Objective: Repeat, word for word, the part of the post on fatness below from "And also, in" to "was smarter); etc.".

Text shown:
[start]
Archive for fatness

A post that never got posted, June 13, 2006: Fat

(I’ve been writing this entry, off and on, for most of a month now.)I have tried to rejoice in the body I had. I’ve tried very hard. But in the end I fell into the same trap, that of excusing my fatness by comparing it to the fatness of others. You know that one, the “I’m chubby, but I’m not as fat as/fat in the same way as so-and-so. And, you know, I exercise, and eat healthy… so…”All of which really means, “I’m fat, but I have a good attitude, and it’s not like I’m *trying* to be fat, so you should all forgive me and treat me in the privileged way you treat skinny people.”I’ve never dieted, officially. There are a lot of reasons why that’s pointless and punishing. I can honestly say that I have no real idea what I weigh right now. Something over 200 lbs, I think, but beyond that I don’t know.Of course, having said that, I’ve had days where I secretly rejoiced in the fact that I had eaten less, or nothing, or forgotten to eat until evening, as though that made me virtuous. Conversely, on days when I’ve been very snacky, I try to hide this fact from myself (and certainly from others), and felt ashamed, because if I say that I’m eating healthy I can’t possibly slip like that. Whenever I go to someone’s house with a scale, I do weigh myself, but then discount it as unimportant and pat myself on the back for not caring. The process leaves me feeling shaky and uncomfortable, but I do it anyway.

I equated “not dieting” with having a healthy attitude about my weight. I equated not obsessively weighing myself and worrying over any ounce gained or lost with having a healthy attitude about my weight. I equated being comfortable telling people my weight with having a healthy attitude about my weight.

But in revelling in the idea that I was being “good” (not dieting, not being obsessive), and of course revelling in the praise I did receive when I told people my weight (usually along the lines of “Wow! You’d never know you weight that much! You carry it so well!”) I forgot that I really was focusing a lot of energy and concern on exactly the issue I prided myself in not caring about.

And also, in so doing, I still managed to put myself in a place of judgment around other people and their fat. I was “good” because: I wasn’t as fat as they were (some kind of invisible line I always stayed just this side of); I didn’t care about being fat the way they did (not caring is “enlightened”); I wasn’t succumbing to some kind of brainwashing about needing to diet the way they were (I was smarter); etc.

Issues of weight and fat make me feel angry. There are days when I just wish that absolutely would just SHUT UP ABOUT IT ALL ALREADY. I don’t want to hear about your Atkins diet progress or the list of things you’re permitted to eat today. I don’t want to hear anyone say they just want to lose 10 pounds when they’re already beanpole skinny.

I especially don’t want you to tell me that you think I’ve lost weight, and so I look good (this happened just yesterday, actually). On the other hand, sometimes I do. And then I feel guilty for feeling good.

I moved past some of this, but some of it is still current. I’m more confident about my weight (right now probably a bit above 270, including those pounds put on for baby) , and my right to weigh what I weigh and be in the world and take up space. And I’m more and more convinced that our obsession with weight loss as a society has a lot to do with shutting women up (and down) and making sure their focus isn’t on anything important or radical. I still don’t always know how to talk to other people about weight, about their weight, about issues to do with weight, and I managed to get into a huge fight with my sister on the topic of weight over the summer – she was trying to play devil’s advocate to my HAES, who are we to judge, etc., screed. I really wanted to say, “Look, you *can’t* play devil’s advocate by parroting back everything that the mainstream says. I’m the bleedin’ devil’s advocate here!” but instead we just yelled at each other and cried a lot and I wish it hadn’t gone that way.
[end]
Entries provided:
[start]
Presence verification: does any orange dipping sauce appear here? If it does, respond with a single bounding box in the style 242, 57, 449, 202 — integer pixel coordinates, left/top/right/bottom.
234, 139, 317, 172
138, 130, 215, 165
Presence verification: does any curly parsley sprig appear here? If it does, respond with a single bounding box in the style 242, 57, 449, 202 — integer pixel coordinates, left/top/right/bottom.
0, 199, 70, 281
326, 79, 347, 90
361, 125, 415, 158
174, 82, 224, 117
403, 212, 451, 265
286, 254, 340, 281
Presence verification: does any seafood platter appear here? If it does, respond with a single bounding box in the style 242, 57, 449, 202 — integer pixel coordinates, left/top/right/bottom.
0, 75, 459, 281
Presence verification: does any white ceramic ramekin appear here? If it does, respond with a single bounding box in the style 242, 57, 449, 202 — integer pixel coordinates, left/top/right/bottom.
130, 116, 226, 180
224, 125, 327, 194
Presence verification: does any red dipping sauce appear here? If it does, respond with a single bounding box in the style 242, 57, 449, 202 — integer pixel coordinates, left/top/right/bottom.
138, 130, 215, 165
[end]
[start]
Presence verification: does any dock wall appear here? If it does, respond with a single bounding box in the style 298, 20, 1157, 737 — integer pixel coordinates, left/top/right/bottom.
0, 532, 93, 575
[end]
[start]
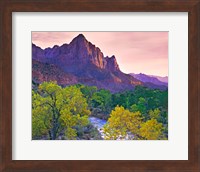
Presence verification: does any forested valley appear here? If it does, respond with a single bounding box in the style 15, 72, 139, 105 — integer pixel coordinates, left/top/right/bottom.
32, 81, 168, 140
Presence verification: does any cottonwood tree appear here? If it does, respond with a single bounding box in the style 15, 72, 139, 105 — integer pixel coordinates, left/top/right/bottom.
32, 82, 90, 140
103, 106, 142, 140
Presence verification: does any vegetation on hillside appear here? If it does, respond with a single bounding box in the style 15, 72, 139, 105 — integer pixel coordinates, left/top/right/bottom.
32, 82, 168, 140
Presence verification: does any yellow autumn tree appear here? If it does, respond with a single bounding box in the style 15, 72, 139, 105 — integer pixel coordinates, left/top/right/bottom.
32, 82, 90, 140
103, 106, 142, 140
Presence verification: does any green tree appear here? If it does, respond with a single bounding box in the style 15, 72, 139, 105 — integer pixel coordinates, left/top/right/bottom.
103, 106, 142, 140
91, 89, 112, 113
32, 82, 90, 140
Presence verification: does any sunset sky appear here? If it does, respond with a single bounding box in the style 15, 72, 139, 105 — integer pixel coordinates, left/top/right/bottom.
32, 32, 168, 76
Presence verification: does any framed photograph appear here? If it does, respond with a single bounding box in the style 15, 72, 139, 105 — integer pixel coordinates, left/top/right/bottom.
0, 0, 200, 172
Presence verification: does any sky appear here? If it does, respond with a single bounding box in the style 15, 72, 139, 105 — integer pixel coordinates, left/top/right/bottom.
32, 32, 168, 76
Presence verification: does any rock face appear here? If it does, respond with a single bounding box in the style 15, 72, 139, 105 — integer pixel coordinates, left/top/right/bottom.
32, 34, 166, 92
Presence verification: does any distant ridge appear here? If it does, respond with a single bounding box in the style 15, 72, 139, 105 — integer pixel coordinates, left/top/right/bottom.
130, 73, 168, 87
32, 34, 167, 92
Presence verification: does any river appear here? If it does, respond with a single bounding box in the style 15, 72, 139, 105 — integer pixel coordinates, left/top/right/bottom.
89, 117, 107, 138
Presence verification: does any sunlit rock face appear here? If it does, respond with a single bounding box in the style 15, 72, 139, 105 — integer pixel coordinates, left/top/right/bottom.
[end]
Reply:
And also, in so doing, I still managed to put myself in a place of judgment around other people and their fat. I was “good” because: I wasn’t as fat as they were (some kind of invisible line I always stayed just this side of); I didn’t care about being fat the way they did (not caring is “enlightened”); I wasn’t succumbing to some kind of brainwashing about needing to diet the way they were (I was smarter); etc.